• [Stated exercise]: Output all of the entries exactly as written.
-- Start Given records --
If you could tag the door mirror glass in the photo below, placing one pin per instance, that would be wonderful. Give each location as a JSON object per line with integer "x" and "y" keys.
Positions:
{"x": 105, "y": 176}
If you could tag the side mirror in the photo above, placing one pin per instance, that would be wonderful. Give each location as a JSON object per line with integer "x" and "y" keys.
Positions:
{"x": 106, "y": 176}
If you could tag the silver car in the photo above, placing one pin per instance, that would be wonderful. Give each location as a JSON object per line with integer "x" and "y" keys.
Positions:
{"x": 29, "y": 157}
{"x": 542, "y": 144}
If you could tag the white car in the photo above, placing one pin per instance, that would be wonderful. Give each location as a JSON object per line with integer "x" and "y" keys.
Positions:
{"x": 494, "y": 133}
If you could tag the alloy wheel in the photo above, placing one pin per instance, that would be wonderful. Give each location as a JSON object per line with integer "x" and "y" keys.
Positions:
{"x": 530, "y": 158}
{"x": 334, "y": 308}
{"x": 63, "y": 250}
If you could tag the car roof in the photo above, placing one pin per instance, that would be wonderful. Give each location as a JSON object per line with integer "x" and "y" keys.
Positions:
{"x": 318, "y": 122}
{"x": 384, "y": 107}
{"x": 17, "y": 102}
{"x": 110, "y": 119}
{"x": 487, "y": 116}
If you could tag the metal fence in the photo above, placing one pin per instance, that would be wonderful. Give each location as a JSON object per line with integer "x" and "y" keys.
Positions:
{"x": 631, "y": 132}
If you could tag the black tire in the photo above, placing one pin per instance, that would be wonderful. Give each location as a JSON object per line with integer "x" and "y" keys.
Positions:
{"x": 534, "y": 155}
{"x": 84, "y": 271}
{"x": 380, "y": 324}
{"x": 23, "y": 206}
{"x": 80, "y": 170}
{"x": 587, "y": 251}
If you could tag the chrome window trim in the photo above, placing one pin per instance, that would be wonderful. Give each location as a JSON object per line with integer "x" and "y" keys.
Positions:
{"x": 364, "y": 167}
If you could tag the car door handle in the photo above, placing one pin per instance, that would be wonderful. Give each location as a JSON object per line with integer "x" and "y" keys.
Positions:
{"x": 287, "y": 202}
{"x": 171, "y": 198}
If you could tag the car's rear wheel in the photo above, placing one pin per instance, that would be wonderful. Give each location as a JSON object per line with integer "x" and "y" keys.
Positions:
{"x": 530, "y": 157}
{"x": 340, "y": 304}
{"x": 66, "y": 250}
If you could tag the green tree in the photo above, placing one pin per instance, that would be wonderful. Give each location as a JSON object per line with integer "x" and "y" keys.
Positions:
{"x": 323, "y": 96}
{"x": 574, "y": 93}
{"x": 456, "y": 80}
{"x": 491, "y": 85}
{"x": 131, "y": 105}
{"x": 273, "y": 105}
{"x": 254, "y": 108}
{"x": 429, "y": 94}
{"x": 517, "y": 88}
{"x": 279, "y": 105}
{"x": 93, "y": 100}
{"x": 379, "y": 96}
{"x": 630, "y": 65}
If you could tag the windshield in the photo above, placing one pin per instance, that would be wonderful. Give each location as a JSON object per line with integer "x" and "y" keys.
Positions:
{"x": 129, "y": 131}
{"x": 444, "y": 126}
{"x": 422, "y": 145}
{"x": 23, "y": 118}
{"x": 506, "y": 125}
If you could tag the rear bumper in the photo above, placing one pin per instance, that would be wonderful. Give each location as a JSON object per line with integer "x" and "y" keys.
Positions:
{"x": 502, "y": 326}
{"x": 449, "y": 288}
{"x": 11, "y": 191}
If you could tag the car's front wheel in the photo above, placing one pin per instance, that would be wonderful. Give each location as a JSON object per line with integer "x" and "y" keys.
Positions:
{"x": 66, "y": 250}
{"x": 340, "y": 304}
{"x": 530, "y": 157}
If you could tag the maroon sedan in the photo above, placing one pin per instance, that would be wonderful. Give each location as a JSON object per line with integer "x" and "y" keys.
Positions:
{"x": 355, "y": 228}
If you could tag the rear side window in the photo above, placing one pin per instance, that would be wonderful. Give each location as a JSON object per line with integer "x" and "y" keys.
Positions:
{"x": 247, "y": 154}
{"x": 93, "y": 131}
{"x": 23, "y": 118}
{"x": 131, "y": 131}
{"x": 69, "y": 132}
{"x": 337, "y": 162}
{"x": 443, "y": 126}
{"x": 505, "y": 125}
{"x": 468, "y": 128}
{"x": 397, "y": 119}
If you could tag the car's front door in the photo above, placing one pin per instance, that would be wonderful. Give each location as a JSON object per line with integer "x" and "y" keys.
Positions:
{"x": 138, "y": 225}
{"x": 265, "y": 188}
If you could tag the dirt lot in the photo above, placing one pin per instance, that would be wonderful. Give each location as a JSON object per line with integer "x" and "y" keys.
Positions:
-- End Given records --
• [Output of the exercise]:
If you could tag the door mirror glass in the photo below, placing one pin per instance, that would be wonderful. Give each location as a JSON object per line with integer "x" and "y" keys.
Positions:
{"x": 105, "y": 176}
If you could tag the side mirror in the photo above, placing one pin per instance, that would be wonderful. Give each location as a JSON object per line with integer "x" and "y" keys.
Positions:
{"x": 106, "y": 176}
If you could tag the silver car in the photo above, placing one pin per instance, that would be wonderful. Give each location as a JSON object per line with integer "x" and "y" keys.
Positions:
{"x": 29, "y": 157}
{"x": 542, "y": 144}
If you could tag the white car in the photo above, placing one pin per instance, that would be wonderful. Give each location as a JSON object per line with integer "x" and "y" keys.
Positions:
{"x": 494, "y": 133}
If you could tag the alloy wheel in the photo above, placing one pin per instance, that would be wonderful. Give each location as a JSON object per line with integer "x" and "y" keys.
Positions:
{"x": 530, "y": 158}
{"x": 334, "y": 308}
{"x": 63, "y": 250}
If you could tag the car roof in the photo above, placing one pin per instance, that would be wonderful. Give each location as a JSON object per line with integer "x" and "y" keys.
Positions:
{"x": 318, "y": 122}
{"x": 384, "y": 107}
{"x": 17, "y": 102}
{"x": 110, "y": 119}
{"x": 487, "y": 116}
If you could tag the metal fence in the photo above, placing one pin per instance, that would be wonderful. Give each location as a JSON object per line with integer "x" and "y" keys.
Positions:
{"x": 631, "y": 132}
If you could tag the black tire in the photo above, placing one pin per instance, that would be wonderful. Give each location as a JSON object per line with integer "x" and "y" keys.
Positions:
{"x": 534, "y": 155}
{"x": 84, "y": 271}
{"x": 380, "y": 324}
{"x": 23, "y": 206}
{"x": 80, "y": 170}
{"x": 587, "y": 251}
If you could tag the chrome window trim in the photo above, placing one pin per instance, that would be wonderful. Give each location as a JSON object per line with integer "x" and "y" keys.
Positions:
{"x": 364, "y": 167}
If you could tag the car door handle in the photo above, placing one pin per instance, that would be wonderful. Give each location as a JSON object per line with integer "x" and "y" keys.
Positions:
{"x": 287, "y": 202}
{"x": 171, "y": 198}
If you could tag the car's rear wheel in the photo above, placing one pin per instance, that would be wonderful. Give each location as a JSON object per line with integer "x" and "y" keys.
Positions:
{"x": 530, "y": 157}
{"x": 340, "y": 304}
{"x": 66, "y": 250}
If you could tag the green tree in the photo above, placing one pin per instance, that would be wonderful. Give each location as a JSON object per line with integer "x" and "y" keys.
Positions:
{"x": 323, "y": 96}
{"x": 574, "y": 93}
{"x": 456, "y": 80}
{"x": 491, "y": 85}
{"x": 131, "y": 105}
{"x": 273, "y": 105}
{"x": 254, "y": 108}
{"x": 429, "y": 94}
{"x": 517, "y": 88}
{"x": 279, "y": 105}
{"x": 93, "y": 100}
{"x": 379, "y": 96}
{"x": 630, "y": 65}
If you could tag the windshield in the photo above, placing one pin per instance, that would be wonderful. Give each location as a JSON object per line with integer "x" and "y" keys.
Positions:
{"x": 129, "y": 131}
{"x": 444, "y": 126}
{"x": 422, "y": 145}
{"x": 23, "y": 118}
{"x": 506, "y": 125}
If you could tag the rear bumper in the photo above, placing one pin per instance, that would be wonderful. Give each location as a JSON object per line with integer "x" and "y" keys.
Positions:
{"x": 502, "y": 326}
{"x": 449, "y": 288}
{"x": 11, "y": 191}
If you could tag the car's front wheel in the photo above, placing one pin per instance, that would be wonderful. Give each location as a JSON object per line with integer "x" and "y" keys.
Positions:
{"x": 66, "y": 250}
{"x": 340, "y": 304}
{"x": 530, "y": 157}
If you could tag the maroon sedan in the photo above, placing one pin per instance, that would be wonderful. Give each location as a JSON object per line with integer "x" and "y" keys.
Positions:
{"x": 355, "y": 228}
If you could tag the rear side window in the photo above, placing one pin per instance, that would be wonderful. Give each location as a JSON object per line with integer "x" and "y" keys.
Positions:
{"x": 247, "y": 154}
{"x": 93, "y": 131}
{"x": 23, "y": 118}
{"x": 131, "y": 131}
{"x": 69, "y": 132}
{"x": 337, "y": 162}
{"x": 443, "y": 126}
{"x": 505, "y": 125}
{"x": 468, "y": 128}
{"x": 397, "y": 119}
If you could tag the car's front door in the photo above, placing one pin per instance, that would be wonderful. Give each location as a JSON object per line with integer "x" and "y" keys.
Positions:
{"x": 138, "y": 225}
{"x": 265, "y": 188}
If you could tag the dirt lot in the photo above, placing one pin per instance, that would be wonderful. Give each location as a JSON object per line with integer "x" and "y" keys.
Positions:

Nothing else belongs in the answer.